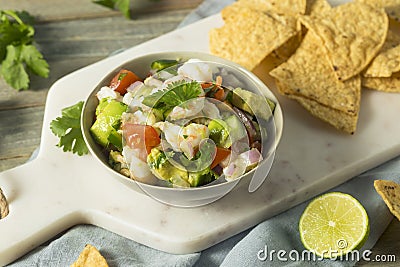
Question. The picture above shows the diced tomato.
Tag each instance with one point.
(122, 80)
(221, 154)
(219, 94)
(142, 137)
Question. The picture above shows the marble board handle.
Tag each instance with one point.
(33, 211)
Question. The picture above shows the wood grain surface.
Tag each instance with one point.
(74, 33)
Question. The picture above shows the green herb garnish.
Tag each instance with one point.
(68, 128)
(17, 51)
(175, 94)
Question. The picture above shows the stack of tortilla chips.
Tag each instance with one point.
(328, 52)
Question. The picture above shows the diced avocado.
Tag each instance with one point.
(114, 108)
(236, 128)
(108, 120)
(163, 169)
(224, 133)
(252, 103)
(115, 138)
(219, 133)
(163, 64)
(117, 162)
(202, 177)
(178, 181)
(102, 104)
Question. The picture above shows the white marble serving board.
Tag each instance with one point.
(58, 190)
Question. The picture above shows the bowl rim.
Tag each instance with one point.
(278, 114)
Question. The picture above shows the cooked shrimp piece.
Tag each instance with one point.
(171, 133)
(191, 137)
(106, 91)
(188, 109)
(196, 70)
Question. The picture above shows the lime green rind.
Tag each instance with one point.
(316, 215)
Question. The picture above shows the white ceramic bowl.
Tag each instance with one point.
(181, 197)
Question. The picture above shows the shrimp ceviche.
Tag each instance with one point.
(187, 124)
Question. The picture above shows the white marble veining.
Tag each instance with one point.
(58, 190)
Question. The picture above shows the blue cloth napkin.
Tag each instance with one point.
(252, 247)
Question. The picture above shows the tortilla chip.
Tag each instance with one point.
(353, 34)
(392, 7)
(308, 74)
(277, 6)
(251, 36)
(317, 7)
(390, 84)
(90, 257)
(390, 193)
(338, 119)
(388, 60)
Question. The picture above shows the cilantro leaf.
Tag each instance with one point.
(121, 5)
(68, 128)
(174, 95)
(17, 52)
(13, 70)
(34, 60)
(13, 66)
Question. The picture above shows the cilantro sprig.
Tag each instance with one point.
(18, 54)
(176, 93)
(68, 128)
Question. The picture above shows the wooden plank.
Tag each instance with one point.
(71, 45)
(11, 99)
(99, 37)
(51, 10)
(20, 130)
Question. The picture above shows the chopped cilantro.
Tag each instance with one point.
(68, 128)
(174, 95)
(17, 52)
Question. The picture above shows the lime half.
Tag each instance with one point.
(333, 224)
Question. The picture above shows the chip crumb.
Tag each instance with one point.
(90, 257)
(390, 193)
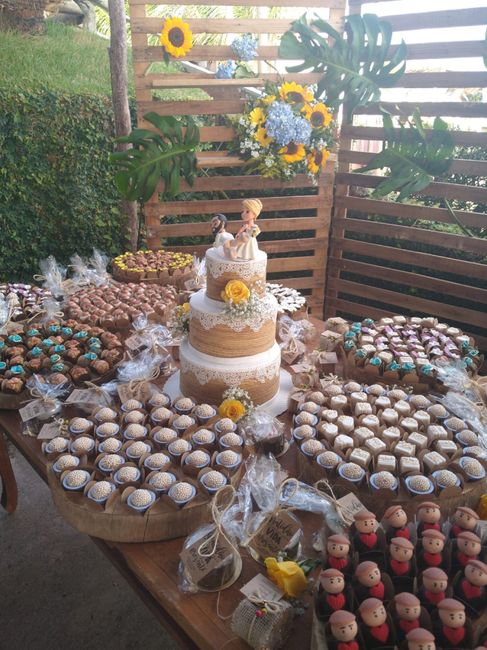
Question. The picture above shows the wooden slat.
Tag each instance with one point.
(230, 205)
(465, 138)
(438, 190)
(428, 109)
(410, 302)
(414, 258)
(410, 211)
(419, 235)
(438, 19)
(448, 79)
(428, 282)
(203, 228)
(458, 166)
(446, 50)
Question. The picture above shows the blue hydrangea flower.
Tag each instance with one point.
(225, 70)
(245, 47)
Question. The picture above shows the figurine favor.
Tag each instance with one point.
(218, 229)
(343, 626)
(374, 628)
(244, 246)
(397, 523)
(432, 591)
(428, 516)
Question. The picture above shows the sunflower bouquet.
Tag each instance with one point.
(284, 132)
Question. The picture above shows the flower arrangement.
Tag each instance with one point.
(176, 37)
(284, 132)
(236, 404)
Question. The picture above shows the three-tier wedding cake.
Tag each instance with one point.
(231, 343)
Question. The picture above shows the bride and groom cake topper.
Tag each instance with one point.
(244, 245)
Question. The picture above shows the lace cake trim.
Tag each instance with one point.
(244, 270)
(232, 378)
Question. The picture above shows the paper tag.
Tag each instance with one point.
(350, 505)
(262, 586)
(274, 534)
(198, 566)
(83, 395)
(35, 409)
(49, 431)
(135, 342)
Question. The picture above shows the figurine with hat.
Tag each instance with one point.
(370, 583)
(333, 593)
(344, 629)
(470, 587)
(375, 628)
(365, 536)
(452, 629)
(433, 585)
(467, 546)
(428, 517)
(420, 639)
(464, 519)
(396, 523)
(431, 550)
(407, 614)
(401, 563)
(338, 553)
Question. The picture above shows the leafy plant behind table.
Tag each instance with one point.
(167, 156)
(354, 67)
(57, 194)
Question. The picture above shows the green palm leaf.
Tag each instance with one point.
(167, 156)
(355, 67)
(413, 156)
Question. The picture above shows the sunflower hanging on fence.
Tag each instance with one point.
(176, 37)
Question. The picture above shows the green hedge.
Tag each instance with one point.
(56, 188)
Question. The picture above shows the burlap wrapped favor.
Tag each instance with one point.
(263, 630)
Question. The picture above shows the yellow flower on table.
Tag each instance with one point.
(236, 291)
(176, 37)
(294, 93)
(231, 408)
(318, 115)
(293, 152)
(262, 137)
(288, 576)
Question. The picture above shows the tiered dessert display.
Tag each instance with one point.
(232, 330)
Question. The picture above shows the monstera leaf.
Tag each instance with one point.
::::::::::
Problem to solve:
Copy out all of the material above, substituting "occurrence" for "instance" wherever it appears and keeping everything else the same. Leave the pictures out.

Result for this exercise:
Question. The picture above shows the diced tomato.
Tag each occurrence with one point.
(122, 80)
(221, 154)
(219, 94)
(142, 137)
Question. The picture above shows the marble board handle.
Tag each occurrence with one point.
(33, 211)
Question. The picture above shows the wood grain surface.
Tag each occurrence with one point.
(74, 33)
Question. The picture above shows the green herb garnish.
Tag each occurrence with one point.
(68, 128)
(17, 51)
(175, 94)
Question. The picture above shows the stack of tortilla chips.
Tag each occurrence with one point.
(328, 52)
Question. The picture above shows the diced avocado.
Tag each occurrence with one point.
(114, 108)
(236, 128)
(108, 120)
(163, 169)
(224, 133)
(252, 103)
(115, 138)
(219, 133)
(163, 64)
(117, 162)
(202, 177)
(178, 181)
(102, 104)
Question. The picture above shows the white marble serving board.
Tag each occurrence with one point.
(58, 190)
Question. The picture above shows the bowl rim.
Tag each occurrence with one point.
(278, 114)
Question. The picture above shows the cooked shrimp piece.
Tag each occurrence with one point.
(171, 133)
(191, 137)
(106, 91)
(188, 109)
(196, 70)
Question. The picture above shows the lime green rind.
Tag each occurrence with one point.
(316, 215)
Question. The picture above shows the white ceramic bowl.
Tag each occurrence with one point.
(181, 197)
Question. The picture above shows the shrimp ceviche.
Tag each occurrence with one point.
(187, 124)
Question. The picture above shows the white marble veining.
Tag each occurrence with one point.
(58, 190)
Question. The picture above shows the blue cloth napkin.
Tag each occurrence with one point.
(252, 247)
Question. The picture above shows the tortilla chip.
Tag each occurrence with one point.
(353, 34)
(392, 7)
(308, 74)
(277, 6)
(251, 36)
(317, 7)
(390, 84)
(90, 257)
(390, 193)
(338, 119)
(388, 60)
Question. The picture above shows the cilantro leaf.
Tag each occurrence with one point.
(121, 5)
(68, 128)
(174, 95)
(17, 52)
(13, 70)
(34, 60)
(13, 66)
Question. The picture above shows the cilantro sprig.
Tag each occurrence with one point.
(18, 54)
(176, 93)
(68, 128)
Question. The picture above shows the wooden plank.
Tag each occurrence with one point.
(71, 45)
(11, 99)
(99, 37)
(51, 10)
(20, 130)
Question. The picture above shows the chopped cilantro.
Tag each occurrence with one point.
(68, 128)
(174, 95)
(17, 52)
Question. The picture above shows the lime half.
Tag each occurrence with one point.
(333, 224)
Question. The picture above shows the chip crumb.
Tag each occurrence with one point.
(90, 257)
(390, 193)
Question. The picture above shows the wooden slat.
Tag each occurrence with one point.
(230, 205)
(465, 138)
(438, 190)
(428, 109)
(410, 302)
(414, 258)
(410, 211)
(419, 235)
(438, 19)
(448, 79)
(428, 282)
(203, 228)
(458, 166)
(446, 50)
Question. The picture above shows the blue hydrangea flower.
Tag each occurrence with one point.
(225, 70)
(245, 47)
Question. The picture above shows the figurine favor.
Tag each occurrence with one point.
(218, 229)
(343, 626)
(374, 628)
(244, 246)
(397, 523)
(432, 591)
(428, 516)
Question. The picture above shows the sunflower bouquet.
Tag each occurrence with one point.
(284, 132)
Question. The picture above shows the flower arrangement.
Tag each occurrence with one point.
(176, 37)
(284, 132)
(236, 404)
Question. The picture above shows the three-tier wedding cake.
Tag each occurrence with one point.
(231, 343)
Question. The picture above shows the bride and groom cake topper.
Tag each occurrence with one point.
(244, 245)
Question. The picture above shows the lace cake trim.
Tag each occurrence with one point.
(244, 270)
(232, 378)
Question. The picture above shows the paper tag.
Tag each occurrence with one point.
(350, 505)
(262, 586)
(274, 534)
(198, 566)
(83, 395)
(35, 409)
(49, 431)
(135, 342)
Question. The picture above shows the figurine with hat.
Tag each occurrence with one point.
(370, 583)
(333, 593)
(344, 629)
(470, 587)
(375, 628)
(365, 536)
(452, 629)
(433, 585)
(467, 546)
(428, 517)
(420, 639)
(464, 519)
(396, 523)
(431, 550)
(407, 614)
(401, 563)
(338, 553)
Question. The picture above shows the leafy plant behind table.
Tag each occurrence with one point.
(167, 156)
(354, 67)
(57, 194)
Question. The picture above shows the green palm leaf.
Tag each occurrence with one point.
(167, 156)
(355, 67)
(413, 156)
Question. The picture above shows the sunflower hanging on fence.
Tag each occurrence with one point.
(176, 37)
Question. The picture above shows the green hedge.
Tag each occurrence with one point.
(56, 188)
Question. The picture above shows the burlap wrapped favor.
Tag each occurrence with one point.
(263, 630)
Question. The picture above shows the yellow flower on table.
Tag each occurrence with one point.
(236, 291)
(176, 37)
(294, 93)
(231, 408)
(318, 115)
(293, 152)
(262, 137)
(288, 576)
Question. The picture above shows the tiered dessert display.
Tag each occurrence with one point.
(232, 330)
Question. The picture above shows the monstera leaf.
Tag each occurrence with one point.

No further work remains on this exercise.